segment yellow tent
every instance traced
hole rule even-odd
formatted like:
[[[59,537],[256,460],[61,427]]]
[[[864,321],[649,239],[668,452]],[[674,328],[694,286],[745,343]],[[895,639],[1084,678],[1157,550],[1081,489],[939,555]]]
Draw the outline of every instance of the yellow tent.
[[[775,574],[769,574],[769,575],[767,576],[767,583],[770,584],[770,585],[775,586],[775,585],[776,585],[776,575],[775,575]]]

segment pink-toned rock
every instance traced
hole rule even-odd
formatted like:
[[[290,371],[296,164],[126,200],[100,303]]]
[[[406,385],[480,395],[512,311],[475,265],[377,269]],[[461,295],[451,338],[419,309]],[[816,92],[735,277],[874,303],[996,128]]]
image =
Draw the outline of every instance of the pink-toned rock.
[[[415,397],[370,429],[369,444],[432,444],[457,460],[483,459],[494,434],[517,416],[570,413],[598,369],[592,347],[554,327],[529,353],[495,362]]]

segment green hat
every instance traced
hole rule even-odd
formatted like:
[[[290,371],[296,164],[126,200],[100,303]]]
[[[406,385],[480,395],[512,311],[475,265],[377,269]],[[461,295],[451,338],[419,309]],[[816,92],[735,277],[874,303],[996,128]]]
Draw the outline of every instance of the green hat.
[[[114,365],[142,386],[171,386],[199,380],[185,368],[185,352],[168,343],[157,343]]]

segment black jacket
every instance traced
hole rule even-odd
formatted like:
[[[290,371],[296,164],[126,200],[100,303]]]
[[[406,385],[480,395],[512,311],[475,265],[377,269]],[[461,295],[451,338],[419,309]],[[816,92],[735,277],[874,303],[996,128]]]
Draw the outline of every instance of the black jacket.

************

■ **WHAT TO DO**: Reproduce every record, making sure each one stays exactly the same.

■ **YOUR RESPONSE**:
segment yellow tent
every instance traced
hole rule even-odd
formatted like:
[[[59,537],[256,460],[61,427]]]
[[[864,321],[649,239],[668,452]],[[674,328],[694,286],[745,343]],[[895,639],[1084,678],[1157,550],[1081,489],[939,555]]]
Draw the outline of every instance of the yellow tent.
[[[775,574],[769,574],[769,575],[767,576],[767,583],[770,584],[770,585],[775,586],[775,585],[776,585],[776,575],[775,575]]]

segment pink-toned rock
every instance traced
hole rule even-odd
formatted like:
[[[290,371],[296,164],[126,200],[100,303]]]
[[[406,385],[480,395],[512,311],[475,265],[377,269]],[[461,295],[451,338],[419,309]],[[816,92],[735,277],[874,303],[996,128]]]
image =
Draw the outline of every instance of the pink-toned rock.
[[[415,397],[370,429],[369,444],[432,444],[457,460],[483,459],[494,434],[517,416],[570,413],[598,369],[592,347],[554,327],[529,353],[495,362]]]

segment green hat
every instance traced
hole rule even-odd
formatted like:
[[[290,371],[296,164],[126,200],[100,303]]]
[[[406,385],[480,395],[512,311],[475,265],[377,269]],[[461,295],[451,338],[419,309]],[[816,92],[735,277],[874,303],[996,128]]]
Draw the outline of every instance of the green hat.
[[[114,365],[142,386],[171,386],[199,380],[185,368],[185,352],[168,343],[157,343]]]

segment black jacket
every instance traced
hole rule even-odd
formatted like:
[[[290,371],[296,164],[126,200],[100,303]]]
[[[406,385],[480,395],[512,311],[475,265],[377,269]],[[461,295],[451,338],[419,309]],[[816,92],[735,277],[874,303],[996,128]]]
Draw the outline of every instance of the black jacket.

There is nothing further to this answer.